* Work instructions *
Please pick out every row below that contains the word "plank" and copy each one in full.

* Supplied entries *
________________
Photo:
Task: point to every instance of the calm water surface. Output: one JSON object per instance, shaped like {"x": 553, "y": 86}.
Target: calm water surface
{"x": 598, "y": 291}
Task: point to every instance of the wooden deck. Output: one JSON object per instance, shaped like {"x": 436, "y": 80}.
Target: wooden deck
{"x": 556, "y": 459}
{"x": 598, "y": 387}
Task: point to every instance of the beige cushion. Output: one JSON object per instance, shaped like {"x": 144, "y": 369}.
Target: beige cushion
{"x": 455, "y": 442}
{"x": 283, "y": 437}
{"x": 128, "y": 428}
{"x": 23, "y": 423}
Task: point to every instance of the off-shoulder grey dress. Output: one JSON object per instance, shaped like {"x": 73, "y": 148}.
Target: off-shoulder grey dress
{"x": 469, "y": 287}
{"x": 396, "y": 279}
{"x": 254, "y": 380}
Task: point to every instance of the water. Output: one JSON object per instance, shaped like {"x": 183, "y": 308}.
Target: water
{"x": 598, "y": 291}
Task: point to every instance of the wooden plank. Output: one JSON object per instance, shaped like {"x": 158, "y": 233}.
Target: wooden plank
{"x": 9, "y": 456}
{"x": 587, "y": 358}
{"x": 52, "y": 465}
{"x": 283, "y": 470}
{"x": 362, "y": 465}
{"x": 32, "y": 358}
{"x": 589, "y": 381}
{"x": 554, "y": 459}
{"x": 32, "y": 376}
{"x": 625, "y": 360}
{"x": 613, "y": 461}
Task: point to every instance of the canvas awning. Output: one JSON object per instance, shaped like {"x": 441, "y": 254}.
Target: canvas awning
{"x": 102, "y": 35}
________________
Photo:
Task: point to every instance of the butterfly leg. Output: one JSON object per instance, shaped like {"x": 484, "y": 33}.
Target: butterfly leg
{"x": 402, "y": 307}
________________
* Solved exercise *
Task: point to every instance of the wooden plank. Output: one JSON object per instance, shaped like {"x": 158, "y": 233}.
Target: wooden plank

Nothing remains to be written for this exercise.